3) Andrew Wagner “Perfect Harmony” – My cousin Andrew is a terrific musician. His two albums, “Horse Year” and “Departures,” sound like Scotch and cigarettes, drafty houses and ghosts. Which is why “Perfect Harmony” caught me so off guard. It’s still late at night, but our protagonist isn’t lamenting, he’s learning. “I found a heart I never knew I had,” he sings. “And I had to part with the song that made me sad.” So beautiful, hopeful and powerful was my first listen to Andrew’s song, I immediately sent it to Abbi and suggested he play it during our wedding ceremony — which, I’m grateful to say, he did.
4) The Nadas “Home” – When my Iowa pals shared the demos from their forthcoming CD, “Ghosts Inside These Halls,” with me a few months ago, I told them straight up, “Your biggest challenge is to top the two songs you inadvertently released this year.” Both “Home” and “Goodnight Girl” were released as online-only singles. And both are amazing. “Home,” though, hits a sweet spot. The songs addresses one of my favorite subjects (see also: “Bloom” through “Heartland”), and it does so from the perspective of the place that I call home. Moreover, it sounds bright and big and open like an outdoor show beneath the star-strewn Des Moines skyine. (Yes, there’s a Des Moines skyline.) “You feel like home to me,” indeed.
5) Glenn Hansard “When Your Mind’s Made Up” – There’s a scene during the film, “Once,” in which our protagonists are making their first record. The scene unfolds as if the band simply sets up and begins playing together. Through glanses, nods, and serendipity they slowly build the song until its dramatic whirlygig climax. And while, as a guy who’s crafted a few dozen recordings of his own, I knew it never works that way, I was so wrapt and moved by the slow, steady build of the song that I didn’t care. I had goose bumps. I still do.
6) Buffalo Tom “You’ll Never Catch Him” – I found the Boston trio’s first album since the ’90s to be a little lacking overall. This tune, though, was vintage Buff Tom: one part simple, strummed acoustic; one part shimmering, arpegiated electric; three parts harmony, blend and serve. Mmmmmm, delicious.
7) Sundown “In The Morning” – The guys in Sundown haven’t even released a record yet. Still, hearing them perform this uptempo, optimistic, three-part harmony fueled acoustic number just a few times has it lodged firmly in my heart and mind. I can’t wait to hear what they do with it on vinyl.
8) Jeff Jacobson “Back To You” – For the bulk of the summer, Jeff’s amazing self-titled album was my accompanyment as I strode to and from work. His songwriting is top notch, his melodies infectious, and his recording lush. With its loping groove, “Back To You” reminds me of a hipper Doobie Brothers’ track. It feels like a sunny day. “Remember when it felt so nice?”
9) Wilco “Either Way” – I distinctly remember playing this song for the first time as I strode down Tenth Avenue. It sounded like that spring day felt: crisp, bright, and slowly unfolding into summer.
10) Flying Machines “Right Around Christmas” – Little did we know when we floated the idea for “A Family Holiday” benefit CD that a band we hardly know (Jenny Piston sent ’em our way) would knock our socks off with this original holiday composition. Honestly, the idea for the record was for everyone to cover existing songs. When I heard they’d written something, I was dubious. By the third listen, though, I was hooked. It’s an epic Christmas song, like Freddie Mercury might have written. Flying Machines (aka The Attorney’s) have crafted a new, instant Christmas classic. I love it.
In the end, then, I think my top ten songs reflect my best year ever: bright, open, optimistic, nostalgic and hopeful.

________________________

--- Exercise brief ---
Please summarize the song list above in two sentences.

Entries taken from a collection
________________________

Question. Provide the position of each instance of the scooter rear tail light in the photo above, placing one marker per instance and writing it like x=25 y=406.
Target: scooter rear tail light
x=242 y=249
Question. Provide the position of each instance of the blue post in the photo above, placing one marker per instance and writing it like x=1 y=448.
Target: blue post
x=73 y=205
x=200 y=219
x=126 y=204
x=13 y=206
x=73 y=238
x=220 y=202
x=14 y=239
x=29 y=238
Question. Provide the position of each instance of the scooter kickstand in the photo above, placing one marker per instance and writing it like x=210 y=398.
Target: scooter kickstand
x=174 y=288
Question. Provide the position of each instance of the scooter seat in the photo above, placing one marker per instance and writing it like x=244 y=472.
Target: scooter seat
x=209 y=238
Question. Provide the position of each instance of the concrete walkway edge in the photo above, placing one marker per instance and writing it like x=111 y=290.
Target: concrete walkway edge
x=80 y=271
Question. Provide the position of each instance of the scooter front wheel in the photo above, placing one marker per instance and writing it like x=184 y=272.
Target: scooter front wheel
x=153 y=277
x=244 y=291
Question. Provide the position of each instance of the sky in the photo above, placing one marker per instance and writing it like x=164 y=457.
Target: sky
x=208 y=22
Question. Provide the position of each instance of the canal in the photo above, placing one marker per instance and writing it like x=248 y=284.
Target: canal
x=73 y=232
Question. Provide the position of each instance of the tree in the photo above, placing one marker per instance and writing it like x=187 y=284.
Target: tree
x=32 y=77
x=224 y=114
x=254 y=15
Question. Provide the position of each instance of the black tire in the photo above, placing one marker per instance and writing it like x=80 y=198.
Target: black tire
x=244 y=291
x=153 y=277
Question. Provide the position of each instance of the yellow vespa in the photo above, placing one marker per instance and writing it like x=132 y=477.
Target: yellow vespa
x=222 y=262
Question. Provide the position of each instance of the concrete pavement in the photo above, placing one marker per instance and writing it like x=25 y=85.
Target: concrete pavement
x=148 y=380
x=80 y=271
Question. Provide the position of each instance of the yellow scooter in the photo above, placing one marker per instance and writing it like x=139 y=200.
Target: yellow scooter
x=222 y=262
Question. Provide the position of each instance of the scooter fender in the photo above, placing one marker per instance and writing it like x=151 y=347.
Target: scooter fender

________________________

--- Answer to this exercise ---
The writer describes songs numbered three through ten on a top-ten list, among them Andrew Wagner's "Perfect Harmony," which was played during the writer's wedding ceremony, and The Nadas' "Home," which sounds bright, big and open. The writer concludes that these top ten songs reflect the writer's best year ever: bright, open, optimistic, nostalgic and hopeful.